[Saved entries]
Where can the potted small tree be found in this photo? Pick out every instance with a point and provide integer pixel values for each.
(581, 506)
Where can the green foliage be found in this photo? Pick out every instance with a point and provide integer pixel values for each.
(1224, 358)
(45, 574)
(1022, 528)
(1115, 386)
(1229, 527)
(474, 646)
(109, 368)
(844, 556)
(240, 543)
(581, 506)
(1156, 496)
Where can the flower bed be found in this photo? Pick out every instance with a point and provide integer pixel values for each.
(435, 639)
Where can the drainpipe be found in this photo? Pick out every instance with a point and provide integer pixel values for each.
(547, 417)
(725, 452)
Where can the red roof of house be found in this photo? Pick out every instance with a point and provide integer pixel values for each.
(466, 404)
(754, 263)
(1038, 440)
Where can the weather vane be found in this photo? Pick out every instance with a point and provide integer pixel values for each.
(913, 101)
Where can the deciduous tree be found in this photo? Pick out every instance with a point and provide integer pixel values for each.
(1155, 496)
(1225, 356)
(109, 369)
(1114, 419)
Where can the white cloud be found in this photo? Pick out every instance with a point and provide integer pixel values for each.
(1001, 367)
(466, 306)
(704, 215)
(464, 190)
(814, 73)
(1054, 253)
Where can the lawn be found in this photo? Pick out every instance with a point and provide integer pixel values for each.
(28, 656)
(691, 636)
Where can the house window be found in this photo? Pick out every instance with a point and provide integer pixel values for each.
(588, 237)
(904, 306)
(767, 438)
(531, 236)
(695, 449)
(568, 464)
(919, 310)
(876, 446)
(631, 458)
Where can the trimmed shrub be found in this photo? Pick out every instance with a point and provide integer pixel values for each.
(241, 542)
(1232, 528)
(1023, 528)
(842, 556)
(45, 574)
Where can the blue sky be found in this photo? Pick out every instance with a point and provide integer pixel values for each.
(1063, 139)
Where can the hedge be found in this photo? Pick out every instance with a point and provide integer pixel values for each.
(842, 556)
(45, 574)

WHAT YOU SHOULD DO → Please repeat the data above verbatim, all of it.

SOLUTION TO THIS EXERCISE →
Where can the potted small tree be found in this photo? Pick out every instance with a point and provide integer pixel values for each.
(581, 506)
Where can the green foliage be found in this photo? Pick out every instance with a point and provide integer pixel values for each.
(1224, 358)
(45, 574)
(1022, 528)
(1115, 386)
(1229, 527)
(474, 646)
(109, 368)
(844, 556)
(240, 543)
(581, 506)
(1156, 496)
Where can the flower bed be found in this photo? Pick out every instance with a point and provide integer pixel values for each.
(435, 639)
Where can the drainpipe be found in this photo? Pick out every instance with a point and provide integer pixel values for each.
(547, 417)
(725, 452)
Where can the red roof of house be found in this photo? Pick out every instance with a point and provide integer pixel values for each.
(466, 404)
(754, 263)
(1038, 440)
Where can the weather vane be found in this photo? Pick out every instance with a point and provide integer pixel values for each.
(913, 101)
Where can the deciduous tree be found in this photo? Pick out every instance with a point and provide integer pixel values for each.
(1155, 496)
(1225, 356)
(109, 369)
(1114, 419)
Where can the white cloud be found in this photo? Pick out every instance with a point and provide integer pixel values for each.
(1001, 367)
(466, 306)
(704, 215)
(464, 190)
(814, 73)
(1054, 253)
Where can the lawn be found in this photo? Pick out every instance with a point and provide integer pixel values for each.
(28, 656)
(691, 636)
Where can the house window be found in this photo? Pick out every instance with a point and provide integer pixel values for each.
(588, 237)
(904, 306)
(767, 438)
(531, 236)
(695, 449)
(568, 464)
(919, 310)
(876, 446)
(631, 458)
Where can the trimmed shrub be found in this photo? Pick out every instance with a point and provide integer pixel values for each.
(241, 542)
(1232, 528)
(1023, 528)
(842, 556)
(45, 574)
Where can the blue sky be found in this photo? Pick out every instance with a point and provide integer pixel values for each.
(1063, 139)
Where can the hedge be found in this photo? Pick out every instance with a point and provide integer pixel values for each.
(842, 556)
(45, 574)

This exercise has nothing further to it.